● WORK TO COMPLETE: What you return should match every record exactly, with the images removed.

Location labeling records:
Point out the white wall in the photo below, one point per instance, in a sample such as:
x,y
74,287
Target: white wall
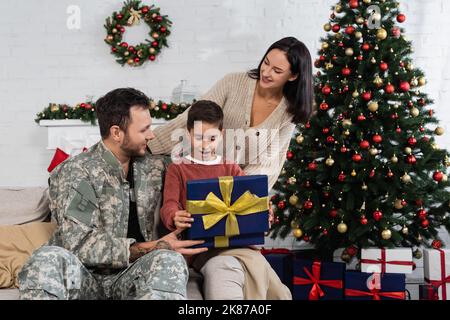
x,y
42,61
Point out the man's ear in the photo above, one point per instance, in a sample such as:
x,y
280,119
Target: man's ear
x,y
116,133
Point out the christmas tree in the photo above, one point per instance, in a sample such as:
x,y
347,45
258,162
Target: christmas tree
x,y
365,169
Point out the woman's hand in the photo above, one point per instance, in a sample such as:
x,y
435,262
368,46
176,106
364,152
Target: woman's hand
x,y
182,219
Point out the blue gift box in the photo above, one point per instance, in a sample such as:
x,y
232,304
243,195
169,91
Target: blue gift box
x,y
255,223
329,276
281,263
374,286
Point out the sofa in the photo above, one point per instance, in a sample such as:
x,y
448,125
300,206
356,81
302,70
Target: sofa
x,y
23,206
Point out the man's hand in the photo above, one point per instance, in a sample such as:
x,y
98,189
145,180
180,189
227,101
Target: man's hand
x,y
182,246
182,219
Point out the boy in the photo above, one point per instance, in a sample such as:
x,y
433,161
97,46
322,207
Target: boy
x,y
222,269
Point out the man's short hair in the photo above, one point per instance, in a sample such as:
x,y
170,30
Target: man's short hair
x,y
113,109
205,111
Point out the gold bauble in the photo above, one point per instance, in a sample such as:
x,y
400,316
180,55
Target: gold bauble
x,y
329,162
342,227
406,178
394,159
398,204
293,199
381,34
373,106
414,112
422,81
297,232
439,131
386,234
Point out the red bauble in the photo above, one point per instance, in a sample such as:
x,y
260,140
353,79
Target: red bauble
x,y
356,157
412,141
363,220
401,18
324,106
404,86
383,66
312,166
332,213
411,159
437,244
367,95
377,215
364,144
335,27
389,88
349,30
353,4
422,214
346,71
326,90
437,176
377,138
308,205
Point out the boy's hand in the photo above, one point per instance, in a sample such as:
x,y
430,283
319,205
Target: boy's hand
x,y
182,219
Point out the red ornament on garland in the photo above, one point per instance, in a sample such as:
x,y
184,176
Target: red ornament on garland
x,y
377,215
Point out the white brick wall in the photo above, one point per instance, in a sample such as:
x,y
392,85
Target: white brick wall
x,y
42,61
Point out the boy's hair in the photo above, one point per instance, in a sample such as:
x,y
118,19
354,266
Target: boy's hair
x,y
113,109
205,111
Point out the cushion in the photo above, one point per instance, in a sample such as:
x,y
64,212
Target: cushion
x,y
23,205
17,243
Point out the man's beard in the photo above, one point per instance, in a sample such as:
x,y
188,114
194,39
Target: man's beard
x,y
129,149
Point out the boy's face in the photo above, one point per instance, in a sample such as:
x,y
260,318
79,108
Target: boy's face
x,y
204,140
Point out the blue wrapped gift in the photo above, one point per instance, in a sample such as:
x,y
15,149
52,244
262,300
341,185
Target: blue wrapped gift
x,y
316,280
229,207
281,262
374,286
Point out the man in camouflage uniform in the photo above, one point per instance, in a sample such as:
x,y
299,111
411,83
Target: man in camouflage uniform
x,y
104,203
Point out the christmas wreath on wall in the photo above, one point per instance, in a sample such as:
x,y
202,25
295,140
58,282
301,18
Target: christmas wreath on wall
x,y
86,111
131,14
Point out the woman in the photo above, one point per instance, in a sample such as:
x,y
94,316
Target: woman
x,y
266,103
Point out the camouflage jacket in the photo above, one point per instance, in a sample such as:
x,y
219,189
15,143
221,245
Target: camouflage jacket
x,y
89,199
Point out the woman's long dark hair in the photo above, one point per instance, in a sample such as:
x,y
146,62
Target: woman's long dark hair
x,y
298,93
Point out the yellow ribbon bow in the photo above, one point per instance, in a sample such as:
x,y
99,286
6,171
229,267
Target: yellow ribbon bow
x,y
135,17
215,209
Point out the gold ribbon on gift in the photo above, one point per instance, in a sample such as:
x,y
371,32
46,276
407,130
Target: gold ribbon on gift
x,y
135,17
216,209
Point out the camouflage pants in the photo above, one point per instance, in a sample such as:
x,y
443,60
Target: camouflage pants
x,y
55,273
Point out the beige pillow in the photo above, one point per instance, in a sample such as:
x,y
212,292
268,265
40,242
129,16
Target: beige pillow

● THE COMPLETED TASK:
Point out the white wall in the photo below, one point per instance, in a sample such as:
x,y
74,287
Target: white wall
x,y
42,61
Point out the man's ear in the photo above, one point per instance, in a sample such as:
x,y
280,119
Target: man's ear
x,y
116,133
Point out the christmas tree in the photo above, one point per instance, in a sample such as:
x,y
347,45
258,162
Target: christmas tree
x,y
365,169
Point out the woman's hand in the photo above, one point per instance, in a sample such as:
x,y
435,262
368,46
176,106
364,152
Target: woman's hand
x,y
182,219
Point out the blue gift box in the photo above, one point per instance, in a sample such as:
x,y
232,304
243,195
169,91
Target: blue gift box
x,y
255,223
329,276
281,263
374,286
Point out the sofa in the photo above, one point per instance, in a sample such as:
x,y
448,125
300,206
356,81
302,70
Target: sofa
x,y
23,206
Point out the man's hand in the photo above, one point per instance, in a sample such as:
x,y
98,189
145,180
180,189
227,101
Target: man's hand
x,y
182,246
182,219
Point out the boy in the photo above, one point per instance, in a sample such as:
x,y
433,161
97,46
322,207
Target: boy
x,y
222,269
Point out the man's short hair in the photo above, one point per instance, in a sample such as:
x,y
170,30
Target: man's short hair
x,y
113,109
205,111
Point out the gold bauble in the photo above, one point per instance, in a sample such as:
x,y
400,316
180,55
Target: gold bauble
x,y
329,162
342,227
406,178
394,159
398,204
293,199
381,34
373,106
414,112
422,81
297,232
439,131
386,234
Point out the red bauble in the photo above, one point per instance, in a sample such as:
x,y
260,140
353,79
Target: red bauble
x,y
356,157
412,141
363,220
401,18
324,106
404,86
383,66
312,166
332,213
411,159
437,244
367,95
377,215
364,144
335,27
389,88
349,30
353,4
422,214
346,71
326,90
437,176
377,138
308,205
Point out the boy's hand in the photo above, one point per instance, in a sample such as:
x,y
430,283
319,205
Target: boy's hand
x,y
182,219
Point out the red ornament on garland in the photo above, one point per instance, in a sample such as:
x,y
184,176
Target: red ornament on garland
x,y
377,215
Point out the white brick wall in the photo above, one point per instance, in a sample such as:
x,y
392,85
Target: white brick wall
x,y
42,61
Point out the boy's hair in the photo above, one point per instance, in a sample such as:
x,y
118,19
354,266
Target: boy's hair
x,y
113,109
205,111
Point out the cushion in the photo above, one point per instance, in a sample such as:
x,y
64,212
Target: cushion
x,y
23,205
17,243
Point out the man's beard in the photo above, one point per instance, in a sample such as:
x,y
188,114
194,39
Target: man's beard
x,y
129,149
Point out the boy's face in the photo above, one point per instance, in a sample such as:
x,y
260,318
79,108
Target: boy's face
x,y
204,140
Point out the blue wrapped gift in the photo above, one point per instance, in a sample such as:
x,y
15,149
52,244
262,300
341,185
Target: blue wrapped gift
x,y
316,280
229,207
281,262
374,286
Point out the man in camouflage uniform in the photo above, one point per instance, in a sample such as:
x,y
299,111
411,83
Target: man in camouflage uniform
x,y
104,203
Point out the christmas wreath on wall in the photo above, one point per instance, in a sample such as:
x,y
202,25
295,140
58,282
301,18
Target: christmas wreath on wall
x,y
86,111
131,14
Point out the woman in the photo above, one point per instance, in a sample such as:
x,y
94,316
Target: woman
x,y
266,103
Point out the camouflage jacket in the photo above, one point per instance, in a sample such as:
x,y
219,189
15,143
221,245
Target: camouflage jacket
x,y
89,199
Point out the woman's long dark hair in the photo above, one point per instance, in a sample such as:
x,y
146,62
Target: woman's long dark hair
x,y
298,93
Point out the yellow ribbon bow in the photo above, one point per instance, in a sample such as:
x,y
99,286
6,171
229,267
Target: yellow ribbon bow
x,y
135,17
215,209
Point out the gold ribbon on gift in the photo above, one point per instance, in a sample such as:
x,y
371,32
46,276
407,130
Target: gold ribbon on gift
x,y
135,17
216,209
Point out the camouflage pants in the photo above, one point per instance, in a sample such as:
x,y
443,60
Target: camouflage pants
x,y
55,273
Point out the beige pillow in the photo above, one point per instance, in a sample such as:
x,y
212,292
268,265
40,242
129,16
Target: beige pillow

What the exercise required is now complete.